Task brief: Write the next part of the letters responding to Daniel Gordis's article on young rabbis and Israel, picking up after the last sentence shown.

Text block:
From the June issue of our publication, Daniel Gordis’s article “Are Young Rabbis Turning on Israel?” has occasioned impassioned debate around the world, with a flood of responses coming into our offices by email, through our website, and, yes, even in envelopes with stamps on them. This special letters section features comments from 15 of those who wrote in, with a significant response from Gordis.

 

John Wilmerding writes:

The first mistake in Daniel Gordis’s article is contained in these sentences: “To love all of humanity equally is ultimately to love no one. To care about one’s enemies as much as one cares about oneself is to be no one.” Actually, the love of humanity does not require that one love all human beings equally; it requires respecting all human beings and loving all human beings equitably.

Mr. Gordis’s second mistake comes in his claim that “the discomfort with the idea of ‘the enemy’ and the intolerability of being in a drawn-out conflict has led these students to the conviction that Israel must solve the conflict.” Like many people today, he has not grasped that conflict cannot be resolved but can be transformed. There are methods for doing this—methods that truly work. And it would behoove political Zionists to make use of these methods.

No one says Jews need to love others more than themselves, or even as much as their own people. What peacemakers believe is that it is always possible to love all of humanity (and some of us, even all of creation) equitably. The kavanah from which this realization proceeds is ultimately worthy of integration into the practical Judaism, and Zionism, of the future.

 

Haim Shalom writes:

By offering Daniel Gordis yet another platform from which to attack liberal Jews, you encourage the very phenomenon he rails against. If one looks at the reactions that Mr. Gordis’s articles are garnering among young liberal Jews, a common theme is that the author’s venom will cause more liberal Jews to “disengage” from Israel. Please stop running articles dedicated to undermining liberal support for the Jewish state.

 

Rabbi Michael Marmur writes:

Daniel Gordis’s article calls for the institutions charged with training a new generation of rabbinic leadership to eschew apologetics, to “cease circling the wagons, and instead acknowledge the depth of the challenge they now face.”

As the chief academic officer of Hebrew Union College–Jewish Institute of Religion, I would like to state that we are constantly striving for improvement in every aspect of our work and have no interest in either vapid triumphalism or saccharine optimism. Mr. Gordis can be sure that his articulate words will feature in the unprecedented number of discussions and curricular initiatives currently devoted to these themes at the College–institute.

Mr. Gordis employs some hair-raising examples of what he sees as our students’ slide into self-hatred. The case of the student (from another seminary, we are told) who refuses to buy a prayer shawl made in Israel is hardly representative of the mainstream. I do know that there are some young Jews in North America and elsewhere who are building a “thick” Jewish life in which, as a matter of principle, Israel plays but a small part. But they are hardly a significant proportion of our student body. And at the risk of disappointing Rabbi Gordis, I would add that if such a student meets our academic, ethical, and character requirements, they would be welcome at HUC–JIR. That is one of the reasons we are called “liberal.”

Provided data:
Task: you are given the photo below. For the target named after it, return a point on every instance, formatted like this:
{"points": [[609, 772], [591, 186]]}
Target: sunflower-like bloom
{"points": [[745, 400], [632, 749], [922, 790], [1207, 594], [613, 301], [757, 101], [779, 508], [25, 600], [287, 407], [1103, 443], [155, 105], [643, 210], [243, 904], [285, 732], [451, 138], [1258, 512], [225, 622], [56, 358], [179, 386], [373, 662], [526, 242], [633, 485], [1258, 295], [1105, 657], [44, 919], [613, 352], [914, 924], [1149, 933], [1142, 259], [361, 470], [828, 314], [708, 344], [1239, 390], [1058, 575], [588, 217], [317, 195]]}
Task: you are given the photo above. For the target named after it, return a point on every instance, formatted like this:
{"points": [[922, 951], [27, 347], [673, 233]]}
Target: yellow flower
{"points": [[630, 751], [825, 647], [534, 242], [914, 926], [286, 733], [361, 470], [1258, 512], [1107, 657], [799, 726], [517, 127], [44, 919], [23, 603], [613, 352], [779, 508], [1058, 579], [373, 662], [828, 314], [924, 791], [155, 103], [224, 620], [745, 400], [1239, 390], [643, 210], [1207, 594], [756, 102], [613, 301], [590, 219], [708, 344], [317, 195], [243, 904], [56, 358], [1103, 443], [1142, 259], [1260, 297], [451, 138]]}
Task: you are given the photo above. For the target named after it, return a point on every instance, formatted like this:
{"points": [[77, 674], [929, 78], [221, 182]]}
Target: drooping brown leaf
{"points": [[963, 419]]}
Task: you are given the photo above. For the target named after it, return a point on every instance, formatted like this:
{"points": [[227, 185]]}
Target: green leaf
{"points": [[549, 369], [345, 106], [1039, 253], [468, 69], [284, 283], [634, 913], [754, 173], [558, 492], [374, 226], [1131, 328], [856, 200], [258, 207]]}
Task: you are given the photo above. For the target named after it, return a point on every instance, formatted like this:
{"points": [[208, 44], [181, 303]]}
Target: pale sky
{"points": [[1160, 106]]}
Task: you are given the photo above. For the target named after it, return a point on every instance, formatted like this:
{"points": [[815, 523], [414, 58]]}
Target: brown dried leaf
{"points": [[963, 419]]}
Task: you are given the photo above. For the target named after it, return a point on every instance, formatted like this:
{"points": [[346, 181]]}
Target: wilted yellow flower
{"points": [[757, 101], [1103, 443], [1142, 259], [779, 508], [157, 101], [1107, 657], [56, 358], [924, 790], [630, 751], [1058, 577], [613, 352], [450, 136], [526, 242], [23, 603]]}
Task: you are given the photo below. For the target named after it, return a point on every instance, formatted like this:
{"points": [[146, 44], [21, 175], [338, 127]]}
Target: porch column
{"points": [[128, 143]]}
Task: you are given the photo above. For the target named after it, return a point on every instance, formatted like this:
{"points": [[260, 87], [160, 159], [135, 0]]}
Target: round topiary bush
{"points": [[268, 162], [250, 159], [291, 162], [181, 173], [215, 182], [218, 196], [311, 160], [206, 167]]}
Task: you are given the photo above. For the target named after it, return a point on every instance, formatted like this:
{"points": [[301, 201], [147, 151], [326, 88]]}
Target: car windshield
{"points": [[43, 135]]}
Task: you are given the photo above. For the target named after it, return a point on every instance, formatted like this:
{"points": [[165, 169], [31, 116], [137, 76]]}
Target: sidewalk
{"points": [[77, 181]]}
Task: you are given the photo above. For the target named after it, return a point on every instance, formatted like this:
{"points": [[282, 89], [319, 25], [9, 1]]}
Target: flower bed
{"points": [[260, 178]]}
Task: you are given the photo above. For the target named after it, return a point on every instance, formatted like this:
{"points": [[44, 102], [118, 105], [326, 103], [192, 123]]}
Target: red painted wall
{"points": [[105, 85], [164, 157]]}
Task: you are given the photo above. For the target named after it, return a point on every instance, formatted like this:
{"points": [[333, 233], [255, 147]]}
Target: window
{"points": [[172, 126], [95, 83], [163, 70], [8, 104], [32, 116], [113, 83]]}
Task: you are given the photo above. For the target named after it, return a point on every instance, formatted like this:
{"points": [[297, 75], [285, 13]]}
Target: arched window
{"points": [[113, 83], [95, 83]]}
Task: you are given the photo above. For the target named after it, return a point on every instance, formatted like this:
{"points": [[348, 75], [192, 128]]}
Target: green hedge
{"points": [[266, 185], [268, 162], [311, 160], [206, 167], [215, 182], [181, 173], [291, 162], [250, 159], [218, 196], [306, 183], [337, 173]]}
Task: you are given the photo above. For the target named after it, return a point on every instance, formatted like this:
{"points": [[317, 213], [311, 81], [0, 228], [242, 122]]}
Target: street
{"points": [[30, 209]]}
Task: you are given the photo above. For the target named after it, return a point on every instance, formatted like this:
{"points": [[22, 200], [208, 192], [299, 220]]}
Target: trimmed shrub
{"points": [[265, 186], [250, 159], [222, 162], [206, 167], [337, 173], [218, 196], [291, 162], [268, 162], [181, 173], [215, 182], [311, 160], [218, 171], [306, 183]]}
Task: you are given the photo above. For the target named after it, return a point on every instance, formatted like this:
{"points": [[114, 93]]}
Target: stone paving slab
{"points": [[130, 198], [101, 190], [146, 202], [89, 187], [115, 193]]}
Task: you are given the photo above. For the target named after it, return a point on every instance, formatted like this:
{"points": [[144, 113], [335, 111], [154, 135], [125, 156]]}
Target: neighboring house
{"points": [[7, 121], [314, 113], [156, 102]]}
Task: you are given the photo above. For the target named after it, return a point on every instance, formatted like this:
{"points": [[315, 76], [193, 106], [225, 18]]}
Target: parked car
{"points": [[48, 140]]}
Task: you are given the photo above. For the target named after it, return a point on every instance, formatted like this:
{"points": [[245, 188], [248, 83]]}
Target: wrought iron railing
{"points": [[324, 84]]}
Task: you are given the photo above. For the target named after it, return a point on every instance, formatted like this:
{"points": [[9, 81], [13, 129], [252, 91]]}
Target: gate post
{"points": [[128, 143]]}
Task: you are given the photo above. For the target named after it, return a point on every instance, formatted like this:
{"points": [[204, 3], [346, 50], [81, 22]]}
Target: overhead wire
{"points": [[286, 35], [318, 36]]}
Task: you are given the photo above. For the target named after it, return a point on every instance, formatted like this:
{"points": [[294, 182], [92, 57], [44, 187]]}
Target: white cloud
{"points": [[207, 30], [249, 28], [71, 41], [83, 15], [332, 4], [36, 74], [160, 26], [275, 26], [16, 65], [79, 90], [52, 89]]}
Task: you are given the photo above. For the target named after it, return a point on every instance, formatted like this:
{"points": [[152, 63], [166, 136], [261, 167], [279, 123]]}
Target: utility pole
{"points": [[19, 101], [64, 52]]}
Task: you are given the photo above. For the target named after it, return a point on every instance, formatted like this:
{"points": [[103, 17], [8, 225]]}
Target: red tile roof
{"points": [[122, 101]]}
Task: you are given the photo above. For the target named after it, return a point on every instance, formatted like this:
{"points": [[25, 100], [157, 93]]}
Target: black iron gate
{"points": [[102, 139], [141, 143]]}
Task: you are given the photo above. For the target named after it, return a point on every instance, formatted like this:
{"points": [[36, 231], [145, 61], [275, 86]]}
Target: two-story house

Task answer:
In a letter to the student body written in late April, our president, David Ellenson, characterized the dominant response to the complexities of modern Israel among our students as “a kind of engaged confusion, born of an honest attempt to grapple with the complexities of their relationship with Israel, the land, and the people.” A new generation of Jews is responding to the challenges of Jewish peoplehood in ways that are quite different from those of their parents and grandparents. Those in the liberal camp do not always find the political and religious climate of Israel in 2011 to be congenial to their own deepest-held values. Many of our finest sons and daughters are asking their own searching questions about where Israel is going and where they fit in. After they stand to attention on Memorial Day and celebrate on independence Day, our students are invited to engage with Israelis with a wide variety of political commitments and opinions. I know that engagement is an abhorrent term to Mr. Gordis, but for myself I think it both laudable and even traditional. After all, wasn’t it through engagement that Jacob earned the name Israel in the first place?

Mr. Gordis is surely right when he argues that “without instinctive loyalty to the Jewish people, Jewry itself cannot survive.” But how is this instinctive loyalty to be engendered? Purging the ranks or weeding out the radicals implies that this batch of students is deficient, and somewhere over the rainbow there are the kind of students we need. We need to challenge the students we have and also allow their struggles to challenge our own certainties.

There can be no greater privilege than to devote myself to the building up of Israel in the spirit of the values and commitments I hold most dear. I believe that Ahavat Yisrael (loving the Jewish people) is the linchpin not only of Jewish identity, but indeed of a meaningful universalism. I want my Israeli children to share a world of discourse with the children of my North American colleagues. For all these reasons, I think we need to craft a response to the current uncertainty regarding Jewish peoplehood which is both self-critical and loving. I would love my students to share my commitments, but I don’t regard diversity as a sign of failure.

We will continue to look at every aspect of what we do to see how we might better engage our students as they engage with the people, the land, and the state of Israel. When the siren stops in Israel, all the arguments begin again.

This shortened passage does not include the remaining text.